*Goal of the exercise*:
The material below contains a line with "box: [0, 606, 1179, 675]" and a line with "positive clicks: (953, 121) (891, 86)". Copy exactly those two lines and all lines between them.

*Data supplied*:

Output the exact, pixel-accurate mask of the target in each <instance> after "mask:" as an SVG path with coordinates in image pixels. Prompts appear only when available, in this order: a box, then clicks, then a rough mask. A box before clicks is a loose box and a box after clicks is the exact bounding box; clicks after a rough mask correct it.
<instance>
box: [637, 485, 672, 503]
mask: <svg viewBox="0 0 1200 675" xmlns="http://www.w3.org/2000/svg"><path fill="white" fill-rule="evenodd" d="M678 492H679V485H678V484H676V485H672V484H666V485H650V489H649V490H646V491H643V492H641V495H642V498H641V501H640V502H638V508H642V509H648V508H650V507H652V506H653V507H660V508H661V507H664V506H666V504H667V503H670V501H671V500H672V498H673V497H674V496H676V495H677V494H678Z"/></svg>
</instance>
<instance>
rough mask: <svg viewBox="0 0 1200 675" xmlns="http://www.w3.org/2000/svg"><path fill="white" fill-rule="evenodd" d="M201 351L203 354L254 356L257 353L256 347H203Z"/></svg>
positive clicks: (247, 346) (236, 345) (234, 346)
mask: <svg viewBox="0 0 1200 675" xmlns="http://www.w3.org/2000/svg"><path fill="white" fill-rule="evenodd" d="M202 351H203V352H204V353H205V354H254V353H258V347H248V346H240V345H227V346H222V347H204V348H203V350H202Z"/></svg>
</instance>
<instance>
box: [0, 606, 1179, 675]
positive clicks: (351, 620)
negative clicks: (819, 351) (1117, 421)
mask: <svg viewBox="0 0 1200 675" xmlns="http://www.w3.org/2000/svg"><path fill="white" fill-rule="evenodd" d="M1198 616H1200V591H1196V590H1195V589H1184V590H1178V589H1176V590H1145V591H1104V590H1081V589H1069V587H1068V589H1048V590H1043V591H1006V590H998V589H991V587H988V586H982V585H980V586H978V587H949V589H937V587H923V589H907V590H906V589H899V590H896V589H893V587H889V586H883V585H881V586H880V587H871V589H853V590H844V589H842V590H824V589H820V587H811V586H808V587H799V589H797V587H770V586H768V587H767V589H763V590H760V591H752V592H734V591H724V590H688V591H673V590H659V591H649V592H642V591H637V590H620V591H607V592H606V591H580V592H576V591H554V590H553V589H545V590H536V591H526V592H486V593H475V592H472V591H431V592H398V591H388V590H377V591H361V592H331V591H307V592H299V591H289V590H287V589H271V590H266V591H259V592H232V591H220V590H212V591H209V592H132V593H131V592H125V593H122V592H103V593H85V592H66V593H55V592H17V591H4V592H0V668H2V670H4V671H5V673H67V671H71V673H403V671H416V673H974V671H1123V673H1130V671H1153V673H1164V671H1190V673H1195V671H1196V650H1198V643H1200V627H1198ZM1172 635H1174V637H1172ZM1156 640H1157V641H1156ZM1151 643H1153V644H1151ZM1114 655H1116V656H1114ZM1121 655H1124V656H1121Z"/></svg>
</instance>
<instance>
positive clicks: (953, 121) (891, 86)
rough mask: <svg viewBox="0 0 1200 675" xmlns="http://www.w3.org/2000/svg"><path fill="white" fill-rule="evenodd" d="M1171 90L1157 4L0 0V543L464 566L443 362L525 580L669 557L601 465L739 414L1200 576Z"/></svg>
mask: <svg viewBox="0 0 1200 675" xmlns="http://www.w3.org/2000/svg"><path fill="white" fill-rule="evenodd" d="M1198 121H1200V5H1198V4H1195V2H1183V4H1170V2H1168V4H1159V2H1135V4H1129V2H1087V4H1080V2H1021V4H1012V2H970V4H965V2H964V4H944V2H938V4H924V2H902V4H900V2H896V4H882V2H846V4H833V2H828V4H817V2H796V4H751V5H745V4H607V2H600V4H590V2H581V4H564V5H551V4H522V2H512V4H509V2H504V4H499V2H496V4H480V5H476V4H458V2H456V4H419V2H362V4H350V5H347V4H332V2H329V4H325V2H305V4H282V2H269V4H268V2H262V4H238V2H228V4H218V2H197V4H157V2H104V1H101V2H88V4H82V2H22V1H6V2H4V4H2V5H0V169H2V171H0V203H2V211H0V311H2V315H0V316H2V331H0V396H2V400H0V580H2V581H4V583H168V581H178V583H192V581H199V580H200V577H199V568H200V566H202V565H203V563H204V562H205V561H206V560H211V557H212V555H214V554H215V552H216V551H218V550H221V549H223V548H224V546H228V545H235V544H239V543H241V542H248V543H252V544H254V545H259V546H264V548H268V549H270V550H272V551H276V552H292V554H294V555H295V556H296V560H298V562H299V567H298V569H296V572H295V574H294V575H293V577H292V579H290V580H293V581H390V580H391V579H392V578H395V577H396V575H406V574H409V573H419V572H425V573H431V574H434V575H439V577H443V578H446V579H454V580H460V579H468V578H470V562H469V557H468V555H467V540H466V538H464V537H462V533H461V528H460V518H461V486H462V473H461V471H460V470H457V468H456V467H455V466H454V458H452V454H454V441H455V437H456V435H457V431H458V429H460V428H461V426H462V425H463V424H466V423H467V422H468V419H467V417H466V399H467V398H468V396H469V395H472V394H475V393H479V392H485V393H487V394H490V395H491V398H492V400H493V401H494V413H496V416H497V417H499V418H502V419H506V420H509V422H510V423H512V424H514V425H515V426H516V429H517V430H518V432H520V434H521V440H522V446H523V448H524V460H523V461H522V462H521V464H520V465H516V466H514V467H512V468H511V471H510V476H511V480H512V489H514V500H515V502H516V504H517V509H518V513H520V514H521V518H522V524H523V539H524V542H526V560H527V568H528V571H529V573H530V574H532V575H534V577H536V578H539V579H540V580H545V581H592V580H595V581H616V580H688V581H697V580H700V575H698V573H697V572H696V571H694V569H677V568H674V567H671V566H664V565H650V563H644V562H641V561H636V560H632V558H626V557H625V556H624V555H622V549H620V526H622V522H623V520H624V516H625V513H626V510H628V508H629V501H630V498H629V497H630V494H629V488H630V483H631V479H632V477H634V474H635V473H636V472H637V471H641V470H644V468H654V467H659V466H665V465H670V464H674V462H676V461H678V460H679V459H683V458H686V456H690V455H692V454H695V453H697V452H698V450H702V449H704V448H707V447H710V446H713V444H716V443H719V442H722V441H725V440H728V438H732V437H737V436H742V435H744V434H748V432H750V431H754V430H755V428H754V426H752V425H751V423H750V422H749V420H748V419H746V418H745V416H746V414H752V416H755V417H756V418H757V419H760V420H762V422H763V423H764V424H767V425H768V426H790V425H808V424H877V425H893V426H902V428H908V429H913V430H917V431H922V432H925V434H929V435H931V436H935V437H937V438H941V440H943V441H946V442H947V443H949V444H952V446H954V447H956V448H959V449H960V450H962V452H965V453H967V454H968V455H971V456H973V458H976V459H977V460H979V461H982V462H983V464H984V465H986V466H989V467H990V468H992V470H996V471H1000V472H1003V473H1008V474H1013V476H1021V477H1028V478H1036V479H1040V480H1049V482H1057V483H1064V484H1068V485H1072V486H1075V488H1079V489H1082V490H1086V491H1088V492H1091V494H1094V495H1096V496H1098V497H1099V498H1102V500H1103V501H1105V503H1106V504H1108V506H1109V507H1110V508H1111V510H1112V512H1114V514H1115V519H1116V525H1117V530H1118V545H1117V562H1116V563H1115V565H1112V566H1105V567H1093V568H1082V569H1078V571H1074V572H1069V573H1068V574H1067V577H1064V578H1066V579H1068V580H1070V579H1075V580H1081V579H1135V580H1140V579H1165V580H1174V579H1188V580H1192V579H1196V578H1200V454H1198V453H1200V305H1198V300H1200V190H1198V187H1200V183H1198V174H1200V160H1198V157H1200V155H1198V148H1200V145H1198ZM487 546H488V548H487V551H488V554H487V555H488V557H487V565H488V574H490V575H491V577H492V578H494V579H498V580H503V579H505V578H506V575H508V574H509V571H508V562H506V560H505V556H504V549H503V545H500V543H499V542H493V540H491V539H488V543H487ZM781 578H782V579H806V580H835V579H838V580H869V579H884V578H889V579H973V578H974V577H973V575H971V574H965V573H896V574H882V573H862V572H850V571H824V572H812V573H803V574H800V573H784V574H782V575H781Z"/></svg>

*Answer area*:
box: [0, 606, 1179, 675]
positive clicks: (351, 620)
negative clicks: (819, 351) (1117, 421)
mask: <svg viewBox="0 0 1200 675" xmlns="http://www.w3.org/2000/svg"><path fill="white" fill-rule="evenodd" d="M1198 616H1200V591H1196V590H1195V589H1184V590H1178V589H1176V590H1145V591H1104V590H1081V589H1069V587H1068V589H1048V590H1043V591H1006V590H998V589H991V587H988V586H982V585H980V586H978V587H949V589H937V587H923V589H907V590H906V589H899V590H896V589H893V587H889V586H883V585H881V586H880V587H871V589H853V590H844V589H842V590H824V589H820V587H811V586H808V587H799V589H797V587H770V586H768V587H767V589H763V590H760V591H752V592H734V591H724V590H688V591H673V590H659V591H649V592H642V591H637V590H620V591H607V592H606V591H580V592H576V591H554V590H553V589H545V590H536V591H526V592H486V593H475V592H472V591H431V592H398V591H388V590H377V591H361V592H331V591H307V592H299V591H289V590H287V589H271V590H266V591H259V592H232V591H220V590H212V591H209V592H132V593H131V592H125V593H122V592H103V593H85V592H66V593H55V592H17V591H4V592H0V668H2V670H4V671H5V673H67V671H71V673H403V671H416V673H974V671H1123V673H1130V671H1153V673H1164V671H1190V673H1195V671H1196V650H1198V643H1200V627H1198ZM1172 635H1174V637H1172ZM1156 640H1157V641H1156ZM1151 643H1153V644H1151ZM1114 655H1116V656H1114ZM1121 655H1124V656H1121Z"/></svg>
</instance>
<instance>
positive clicks: (953, 121) (891, 86)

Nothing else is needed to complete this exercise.